*Task directions*
Decide whether each statement below agrees with the letter that follows, answering yes or no and quoting the exact words of the letter that settle it. 1. Kenzie works for a childhood cancer non profit. 2. The dog Koda cries when the writer leaves the house. 3. The writer says the person addressed would be 19 now.

It’s hard for me to believe it has been 4 years since you left us. Time has a way of passing very quickly yet standing still at the same time. Some days I want to rewind all the way back to your beginning, while other days I want to fast forward to my ending. Both lead me back to you.
So much has changed since you left and while I know you were watching, and many times participating in the unfolding, I want tell you a few things anyway.
Your brother is growing up. He is tall and talented just like you. He is honest, smart, loves basketball and shoes (sound familiar?) I try and replace you in his life by pestering him constantly like a good older brother should! He likes hanging out with mom and dad - that makes me happy.
Both of your sisters are married to great guys that take good care of them and love them like they deserve. They are selfless like you. Kylie works for a childhood cancer non profit and Kenzie works for Make-A-Wish. It would be impossible for me to be more proud and I know you feel the same.
Your grandma is now cancer free. You inherited so much of your kindness and toughness from her, but I think it was you that led her through the darkness. Grandpa took such good care of her during her battle, little man. He cooked. He cleaned. He gave her pills and made her follow doctors orders. I am so very proud of him.
Your mom - well she gets more amazing every day - she is quick to forgive and slow to pass judgment. She helps me to not give up and encourages me to forgive. She misses you a lot and cries when she doesn’t think I know. You know how she has crazy dreams? When she asks us if we want to hear about them we all groan and roll our eyes! Ha! Visit her there little man, she would like that.
Your dog, Koda, is nuts! He is my furry little buddy. He follows me everywhere and cries when I leave the house. I ask him where Tyler is and he will stop and listen. He loves to lay out in the Arizona sun. In a lot of ways he is my connection to you. He better live the longest dog life in history. I’m taking care of him like I promised.
That brings me to, well, me. I miss you pal. A lot. You would be 19 now. There is so much I want to tell you, ask you, and get your advice on. You were so wise and so many times I just feel stupid and lost. I work hard on your foundation and you know me, I have zero patience, when I start something I want it to be the best day one, so I feel like I am letting you down sometimes, but I’m trying. I’m always thinking of something new to try - I think creating things helps me cope. But I have the same patience problem with that too!
These anniversaries are hard. We all miss you, Big T. The world misses you.

Image point grounding data
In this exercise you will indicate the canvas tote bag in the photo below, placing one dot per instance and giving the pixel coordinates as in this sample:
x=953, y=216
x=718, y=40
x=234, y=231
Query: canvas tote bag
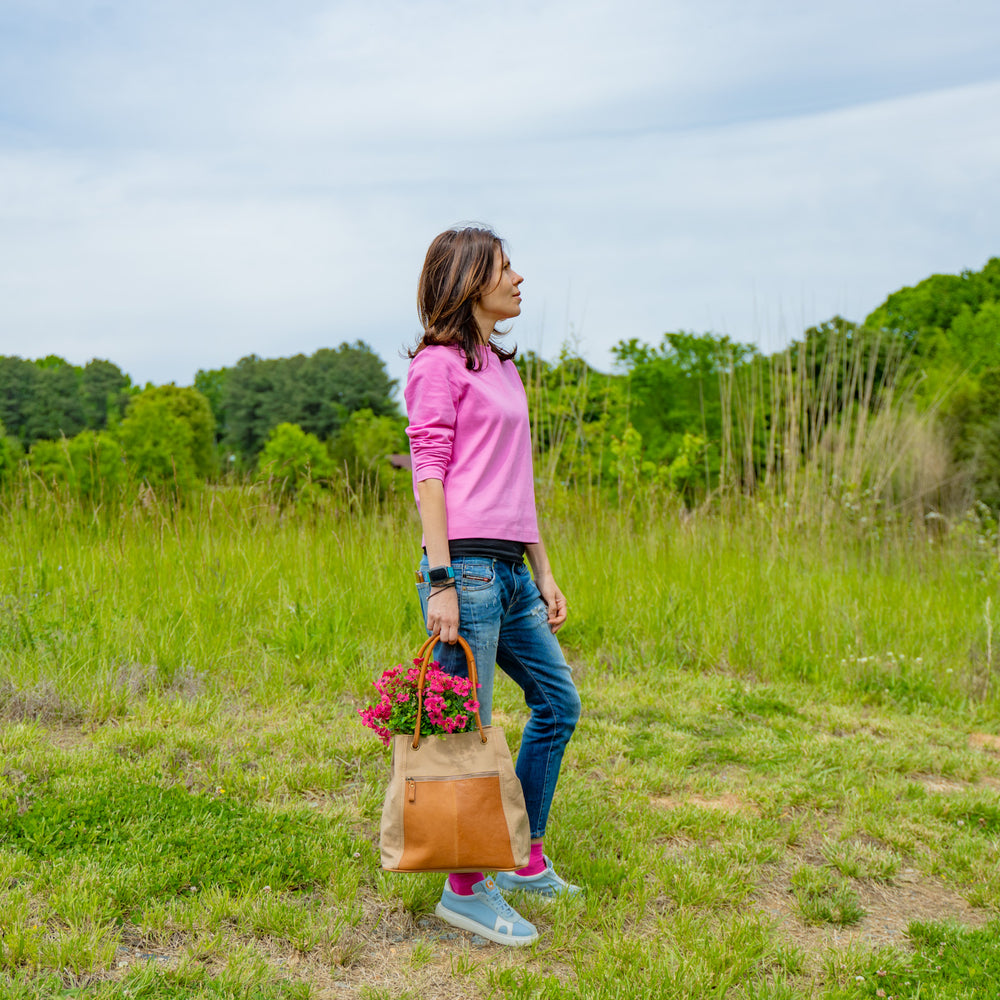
x=454, y=803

*Response below*
1. No: "Kylie works for a childhood cancer non profit and Kenzie works for Make-A-Wish."
2. Yes: "He follows me everywhere and cries when I leave the house."
3. Yes: "You would be 19 now."